Exercise requirements -
Can you carry on the passage about coming close to the title and never winning it, picking up where it stops?

Text provided -
--- start ---

But you’ve been here before. You’ve been this close to the title, and have never worn the belt of achievement. You’ve seen it up close, touched it with your greedy, deprived little fingers, but it was never yours. So now you wait for the other shoe to drop, the way it always has in the past. And when that thud comes, it’s anything but reassuring. You try to see it as a new beginning, as freedom from the slavery of just not knowing. That it’s an end should serve as some relief. But you can’t help feeling that it’s a small death of sorts, the end of something, the curtailing of possibility, the decapitation of hope.

You hear it spoken, as you have many times before. It never sounds good. But now, repeated ad nauseum by voices of various timbres over decades, it sounds somehow sinister, as if hissed with a forked tongue, even though the word itself should be a badge of honor.

--- end ---

Information supplied -
--- start ---

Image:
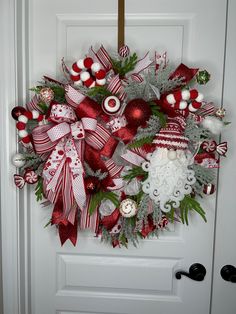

--- end ---

Solved problem -
Is there anything more important? Use of the word in proper context is a compliment like no other. When meant, truly heartfelt, it conveys the deepest respect. It’s an acknowledgment of greatness, of affection and honor. It designates you as special. It separates you from the herd, brands you with a special marker, binds you to the speaker through public accolades of your importance.

And yet, every time you hear it, your disappointment overwhelms you, obliterating the positives. As the syllable rings in your ears, the only thing it sounds like is failure.